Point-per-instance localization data
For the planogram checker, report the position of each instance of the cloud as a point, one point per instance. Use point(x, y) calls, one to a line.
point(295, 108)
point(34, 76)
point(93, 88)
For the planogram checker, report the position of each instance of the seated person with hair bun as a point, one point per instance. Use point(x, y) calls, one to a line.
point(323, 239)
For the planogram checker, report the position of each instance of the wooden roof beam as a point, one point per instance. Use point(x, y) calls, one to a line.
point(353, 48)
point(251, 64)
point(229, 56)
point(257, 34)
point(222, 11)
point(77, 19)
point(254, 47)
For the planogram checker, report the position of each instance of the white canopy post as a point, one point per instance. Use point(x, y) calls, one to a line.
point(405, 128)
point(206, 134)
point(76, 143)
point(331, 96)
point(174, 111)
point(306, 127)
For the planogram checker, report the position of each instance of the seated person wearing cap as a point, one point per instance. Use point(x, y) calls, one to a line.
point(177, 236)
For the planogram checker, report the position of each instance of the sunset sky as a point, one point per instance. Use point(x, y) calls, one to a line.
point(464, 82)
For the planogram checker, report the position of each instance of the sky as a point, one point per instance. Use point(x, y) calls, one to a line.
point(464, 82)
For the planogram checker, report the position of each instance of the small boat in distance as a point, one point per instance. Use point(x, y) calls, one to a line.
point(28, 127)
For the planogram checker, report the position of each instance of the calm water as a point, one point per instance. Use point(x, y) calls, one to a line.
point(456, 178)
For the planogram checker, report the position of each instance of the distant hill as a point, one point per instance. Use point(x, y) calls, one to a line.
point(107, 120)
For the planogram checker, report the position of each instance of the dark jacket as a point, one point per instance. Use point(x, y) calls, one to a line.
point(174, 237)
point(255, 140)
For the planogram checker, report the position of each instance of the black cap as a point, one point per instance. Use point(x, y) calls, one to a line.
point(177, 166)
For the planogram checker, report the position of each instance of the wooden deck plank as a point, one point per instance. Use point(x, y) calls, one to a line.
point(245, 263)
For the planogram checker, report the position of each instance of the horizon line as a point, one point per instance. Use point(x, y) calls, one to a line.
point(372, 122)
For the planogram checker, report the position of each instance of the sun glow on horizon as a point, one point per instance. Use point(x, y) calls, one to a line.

**Activity**
Your answer must be the records above, repeated exactly.

**Exercise answer**
For the planogram checker, report the position of each instance of the cloud as a point, one point per instance. Use point(x, y) calls, one to a line.
point(295, 108)
point(34, 76)
point(93, 88)
For the planogram checker, report the position of each instance of the seated person with hair bun as a point, one point per instance. Use point(x, y) calls, one to a line.
point(323, 239)
For the planogram checker, report the position of each instance of the wooden roof beam as a point, one point per instance. Use point(x, y) calls, one to a line.
point(353, 48)
point(251, 64)
point(229, 56)
point(257, 34)
point(222, 11)
point(77, 19)
point(254, 47)
For the planogram checker, report the position of each instance of the white canopy post as a point, one point per instance. Use point(x, y) calls, one to a line.
point(405, 128)
point(206, 134)
point(76, 143)
point(331, 96)
point(174, 111)
point(306, 127)
For the planogram checker, report the position of each instance of the seated person wearing cap as a point, one point per instance. Use point(x, y) calls, one to a line.
point(177, 236)
For the planogram checker, report the position of each instance of the sunset sky as a point, one point per instance. Use point(x, y) calls, one to a line.
point(464, 82)
For the planogram checker, report the position of each instance of the sky as a point, one point per instance. Use point(x, y) calls, one to a line.
point(464, 82)
For the planogram checker, report the position of each instance of the small boat in distance as a point, one point per instance. Use point(x, y) calls, one to a line.
point(28, 127)
For the planogram checker, report the position of each instance of the calm water as a point, one point per instance. Use point(x, y) calls, one to a line.
point(456, 178)
For the planogram checker, report the position of each instance of the distant hill as a point, one point per instance. Use point(x, y) calls, one to a line.
point(107, 120)
For the planogram checker, report the position of each instance of the dark jacket as a point, one point per instance. Use point(x, y) calls, one to a line.
point(174, 237)
point(255, 140)
For the planogram checker, report the position of each instance of the black cap as a point, one point per instance. Use point(x, y) calls, one to a line.
point(177, 166)
For the planogram checker, report the position of each instance of the wooden deck plank as a point, one point per instance. Use point(x, y) calls, one to a line.
point(245, 263)
For the planogram checker, report the position of each instance of the horizon line as a point, one point per instance. Use point(x, y) calls, one to a line.
point(372, 122)
For the planogram checker, report the position of each instance of the sun glow on horizon as a point, one point per instance. Use point(x, y) calls, one to a line.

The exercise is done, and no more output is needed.